Start of Passage provided

Since, by virtue of the results in n. 2, the form y dx is co-closed if and only if the function y(x) is monogenic³⁶ we can state that in the commutative, solenoidal algebras, closed forms are co-closed, thus they are harmonic both in the Hodge and in the de Rham sense.³⁷

8. Let S _n be the vector space associated with \(\mathscr A\) and let y be right monogenic in a domain D, y′ a left monogenic function in a domain D′; then if V _n−1 is a (n − 1)-dimensional cycle contained in D ∩ D′ and homologous to zero there, and dx ^∗ is the adjoint of the form dx =∑_iu _i dx _i, (i = 1, …, n), one has ³⁸

$$\displaystyle \begin{aligned} \int_{V_{n-1}} y\,dx^*\, y'=0. \end{aligned} $$

(2.19)

Now let us suppose that for the monogenic functions of \(\mathscr A\) there exists an integral formula of Cauchy-type. More precisely, let us assume that in \(\mathscr A\) there exists a function f(x, ξ) which, for ξ fixed, is right monogenic in x in S _n except a set \(\mathscr I\), at most (n − 1)-dimensional, of points in which it is not defined, so that for every g(x) left monogenic in a domain D′ one has

$$\displaystyle \begin{aligned} \int_{V_{n-1}} f(x,\xi)\, dx^*\, g(x)=g(\xi) \end{aligned} $$

(2.20)

where V _n−1 is an (n − 1)-dimensional cycle encircling ξ and homologous to zero in D′; by virtue of the theorem just stated, V _n−1 cannot be homologous to zero in the domain where f(x, ξ) is monogenic and must contain the points in \(\mathscr I\). In particular, (2.20) must hold when g(x) is the unit of the algebra and V _n−1 is a sphere centered at ξ and with radius r; setting

$$\displaystyle \begin{aligned}x_1=\xi_1+r\cos\varphi_1\cdots\cos\varphi_{n-1}, \ x_2=\xi_2+r\sin\varphi_1\cos\varphi_2\cdots\cos\varphi_{n-1},\ \ldots \end{aligned}$$

$$\displaystyle \begin{aligned}\ldots, \ x_n=\xi_n+r\sin\varphi_{n-1}, \qquad (0\leq \varphi_1< 2\pi;\ -\frac{\pi}{2}\leq \varphi_i\leq \frac{\pi}{2}, \ldots, i=2,\ldots ,n-1), \end{aligned}$$

since it turns out that

$$\displaystyle \begin{aligned}dx^*=r^{n-2}(x-\xi)\, d\sigma, \end{aligned}$$

where \(d\sigma =\cos ^{n-2}\varphi _{n-1}\cdots \cos \varphi _{2}\, d\varphi _1\cdots d\varphi _{n-1}\) is the area element of the unit sphere,³⁹ (2.20) gives

$$\displaystyle \begin{aligned} \int_S f(x,\xi)r^{n-2}(x-\xi)\, d\sigma=1. \end{aligned} $$

(2.21)

End of Passage provided
Start of Given records

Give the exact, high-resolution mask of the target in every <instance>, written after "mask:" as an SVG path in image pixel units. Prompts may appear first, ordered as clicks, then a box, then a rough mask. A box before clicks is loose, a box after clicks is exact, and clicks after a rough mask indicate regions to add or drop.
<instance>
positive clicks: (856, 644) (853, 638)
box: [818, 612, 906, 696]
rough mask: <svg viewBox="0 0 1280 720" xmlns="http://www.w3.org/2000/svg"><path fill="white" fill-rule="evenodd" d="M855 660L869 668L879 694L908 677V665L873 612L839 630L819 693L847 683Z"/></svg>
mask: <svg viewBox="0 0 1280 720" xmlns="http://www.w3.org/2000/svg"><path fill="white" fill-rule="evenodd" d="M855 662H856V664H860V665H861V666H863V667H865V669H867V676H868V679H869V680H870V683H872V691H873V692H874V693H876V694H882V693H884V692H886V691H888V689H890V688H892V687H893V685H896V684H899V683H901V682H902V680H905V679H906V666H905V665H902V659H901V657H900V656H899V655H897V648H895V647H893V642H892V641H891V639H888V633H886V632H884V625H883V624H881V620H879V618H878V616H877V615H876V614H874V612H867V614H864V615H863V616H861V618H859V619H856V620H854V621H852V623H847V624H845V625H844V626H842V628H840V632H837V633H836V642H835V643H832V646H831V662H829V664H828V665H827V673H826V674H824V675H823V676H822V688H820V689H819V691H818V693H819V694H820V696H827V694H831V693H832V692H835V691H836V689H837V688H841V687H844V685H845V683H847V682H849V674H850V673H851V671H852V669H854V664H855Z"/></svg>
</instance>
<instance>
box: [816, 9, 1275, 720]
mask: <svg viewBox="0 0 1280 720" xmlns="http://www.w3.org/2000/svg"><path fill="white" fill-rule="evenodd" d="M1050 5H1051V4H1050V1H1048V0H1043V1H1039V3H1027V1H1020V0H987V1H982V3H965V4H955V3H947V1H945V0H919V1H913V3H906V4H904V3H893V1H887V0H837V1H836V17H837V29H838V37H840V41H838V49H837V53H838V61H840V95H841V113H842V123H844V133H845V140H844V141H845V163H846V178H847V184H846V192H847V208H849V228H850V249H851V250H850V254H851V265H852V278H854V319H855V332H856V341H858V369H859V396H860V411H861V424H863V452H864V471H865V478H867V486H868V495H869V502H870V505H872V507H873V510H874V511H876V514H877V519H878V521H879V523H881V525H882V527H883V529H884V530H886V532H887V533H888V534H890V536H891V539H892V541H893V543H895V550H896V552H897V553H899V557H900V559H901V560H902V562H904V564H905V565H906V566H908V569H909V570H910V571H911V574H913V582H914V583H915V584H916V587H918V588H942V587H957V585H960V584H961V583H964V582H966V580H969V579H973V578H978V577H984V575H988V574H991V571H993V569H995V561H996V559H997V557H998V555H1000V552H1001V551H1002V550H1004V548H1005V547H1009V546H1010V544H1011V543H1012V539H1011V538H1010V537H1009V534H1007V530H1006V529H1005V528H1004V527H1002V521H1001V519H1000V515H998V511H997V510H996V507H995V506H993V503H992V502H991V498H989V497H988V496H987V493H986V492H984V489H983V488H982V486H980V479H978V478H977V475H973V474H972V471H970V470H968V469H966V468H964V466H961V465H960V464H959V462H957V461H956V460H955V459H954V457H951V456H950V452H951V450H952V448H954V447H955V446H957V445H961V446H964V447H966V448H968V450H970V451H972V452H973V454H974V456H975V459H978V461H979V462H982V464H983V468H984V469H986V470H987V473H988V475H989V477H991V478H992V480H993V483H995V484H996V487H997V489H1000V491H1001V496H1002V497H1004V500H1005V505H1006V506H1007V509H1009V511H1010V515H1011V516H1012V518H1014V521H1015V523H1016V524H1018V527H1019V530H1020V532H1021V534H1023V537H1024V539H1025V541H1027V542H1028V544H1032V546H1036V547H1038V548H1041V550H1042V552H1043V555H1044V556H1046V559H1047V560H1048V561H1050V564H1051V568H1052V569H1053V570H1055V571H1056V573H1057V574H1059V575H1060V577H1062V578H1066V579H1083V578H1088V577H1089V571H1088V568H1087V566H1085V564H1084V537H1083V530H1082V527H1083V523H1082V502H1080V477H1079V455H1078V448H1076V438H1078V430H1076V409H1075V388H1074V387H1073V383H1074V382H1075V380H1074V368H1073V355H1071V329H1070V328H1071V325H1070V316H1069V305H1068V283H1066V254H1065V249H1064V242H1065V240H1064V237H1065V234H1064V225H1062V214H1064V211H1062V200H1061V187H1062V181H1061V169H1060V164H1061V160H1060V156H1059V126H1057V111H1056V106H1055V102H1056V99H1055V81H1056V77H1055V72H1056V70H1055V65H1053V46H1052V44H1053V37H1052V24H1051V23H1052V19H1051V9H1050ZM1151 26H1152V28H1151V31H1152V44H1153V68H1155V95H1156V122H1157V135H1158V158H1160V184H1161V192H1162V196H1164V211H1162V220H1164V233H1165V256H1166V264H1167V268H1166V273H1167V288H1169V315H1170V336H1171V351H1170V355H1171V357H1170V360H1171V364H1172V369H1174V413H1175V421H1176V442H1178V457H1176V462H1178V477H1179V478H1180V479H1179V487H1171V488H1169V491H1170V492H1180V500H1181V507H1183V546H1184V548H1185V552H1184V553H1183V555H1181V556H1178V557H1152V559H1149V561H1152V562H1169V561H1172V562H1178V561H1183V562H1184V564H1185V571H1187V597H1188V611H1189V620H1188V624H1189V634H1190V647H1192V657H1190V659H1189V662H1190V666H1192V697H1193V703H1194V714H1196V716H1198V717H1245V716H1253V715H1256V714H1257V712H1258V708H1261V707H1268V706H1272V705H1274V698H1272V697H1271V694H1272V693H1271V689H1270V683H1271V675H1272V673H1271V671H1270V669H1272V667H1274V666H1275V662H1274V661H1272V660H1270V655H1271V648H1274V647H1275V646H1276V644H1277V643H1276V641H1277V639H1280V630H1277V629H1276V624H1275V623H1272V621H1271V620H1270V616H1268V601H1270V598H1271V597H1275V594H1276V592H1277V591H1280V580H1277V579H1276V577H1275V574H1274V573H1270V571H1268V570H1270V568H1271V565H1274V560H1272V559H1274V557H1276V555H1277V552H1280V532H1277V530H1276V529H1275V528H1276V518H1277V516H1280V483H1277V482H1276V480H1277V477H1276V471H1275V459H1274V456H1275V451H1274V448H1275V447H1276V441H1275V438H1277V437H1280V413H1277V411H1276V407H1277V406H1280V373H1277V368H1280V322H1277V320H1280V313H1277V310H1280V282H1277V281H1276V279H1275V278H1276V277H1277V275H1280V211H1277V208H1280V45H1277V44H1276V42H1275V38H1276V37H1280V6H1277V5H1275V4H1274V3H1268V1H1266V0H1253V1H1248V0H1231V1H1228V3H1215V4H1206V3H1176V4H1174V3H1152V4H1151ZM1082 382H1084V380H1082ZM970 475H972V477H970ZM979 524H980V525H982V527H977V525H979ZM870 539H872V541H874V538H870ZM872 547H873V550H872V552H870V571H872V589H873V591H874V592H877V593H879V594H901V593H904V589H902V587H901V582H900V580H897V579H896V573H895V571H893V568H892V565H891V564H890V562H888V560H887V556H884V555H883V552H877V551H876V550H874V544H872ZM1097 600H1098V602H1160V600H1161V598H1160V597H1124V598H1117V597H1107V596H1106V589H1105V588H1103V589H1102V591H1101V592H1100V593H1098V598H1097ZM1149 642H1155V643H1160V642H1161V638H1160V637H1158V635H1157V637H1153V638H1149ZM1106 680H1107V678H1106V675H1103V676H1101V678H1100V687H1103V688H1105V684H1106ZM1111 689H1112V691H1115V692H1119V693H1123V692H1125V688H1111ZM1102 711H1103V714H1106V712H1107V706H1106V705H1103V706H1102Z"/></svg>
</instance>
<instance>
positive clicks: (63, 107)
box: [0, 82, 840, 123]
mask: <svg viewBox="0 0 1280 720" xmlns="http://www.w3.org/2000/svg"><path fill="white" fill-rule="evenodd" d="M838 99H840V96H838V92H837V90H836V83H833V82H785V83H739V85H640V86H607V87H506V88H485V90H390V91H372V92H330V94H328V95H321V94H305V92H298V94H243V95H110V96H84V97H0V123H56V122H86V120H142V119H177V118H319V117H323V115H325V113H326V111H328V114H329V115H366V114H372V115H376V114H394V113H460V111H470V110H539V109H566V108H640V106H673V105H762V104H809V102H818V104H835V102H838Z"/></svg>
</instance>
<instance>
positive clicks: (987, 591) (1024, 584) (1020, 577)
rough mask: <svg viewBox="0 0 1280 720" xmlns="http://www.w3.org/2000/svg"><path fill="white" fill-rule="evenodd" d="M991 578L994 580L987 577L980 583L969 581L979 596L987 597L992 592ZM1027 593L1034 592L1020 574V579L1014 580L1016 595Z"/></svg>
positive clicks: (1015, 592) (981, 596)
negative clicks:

End of Given records

Work instruction 1
Count the lines of the listing that contain the string "rough", and reply with that number alone.
Work instruction 2
Write the next part of the passage on a Cauchy-type integral formula for monogenic functions, starting right after its last sentence.

Answer section 1
3

Answer section 2
Thus in the algebras where the function r ²⁻ⁿ(x − ξ)⁻¹ is right monogenic, where defined, namely it satisfies

$$\displaystyle \begin{aligned} &\sum_k \frac{\partial}{\partial x_k}[r^{2-n}(x-\xi)^{-1}]u_k=\\ &=r^{-n} (x-\xi)^{-1}[(n-2)(x-\xi)+r^2 \sum_k u_k(x-\xi)^{-1}u_k]=0, \end{aligned} $$

(2.22)

we can presume that formula (2.20) holds where we have set

$$\displaystyle \begin{aligned} f(x,\xi)=k^{-1} r^{2-n}(x-\xi)^{-1}, \qquad k=\int_S d\sigma. \end{aligned} $$

(2.23)

Since in Clifford algebras, for any nonzero divisor x one has \(\sum _k u_k xu_k=-(n-2) \bar x\), with \(x\bar x=r^2\), (2.22) is satisfied and it remains to establish if (2.20), where we have set (2.23), effectively gives an integral formula in Clifford algebras.⁴⁰

9. To obtain real solutions to the equation

$$\displaystyle \begin{aligned} \varOmega h(x_1,\ldots ,x_p)=\sum_{k=1}^p \alpha_k(x_1,\ldots, x_p) \frac{\partial^2 h}{\partial x_k^2}=0 \end{aligned} $$

(2.24)

we can consider the equation

$$\displaystyle \begin{aligned} \varOmega f(x)=0 \end{aligned} $$

(2.25)

where f is a totally derivable function of the element x = x ₁u ₁ + ⋯ + x _pu _p of the algebra \(\mathscr A\) of order n (p ≤ n). Equation (2.25) is solvable is and only if, with respect to some basis of \(\mathscr A\), it holds ⁴¹

$$\displaystyle \begin{aligned}\sum_{k=1}^p \alpha_k u_k^2=0. \end{aligned}$$

Thus, if p = n and α _k are constant, (2.25) is solvable in solenoidal algebras in the complex field; in particular, if (2.24) is elliptic, (2.25) is solvable in solenoidal algebras in the field of real numbers.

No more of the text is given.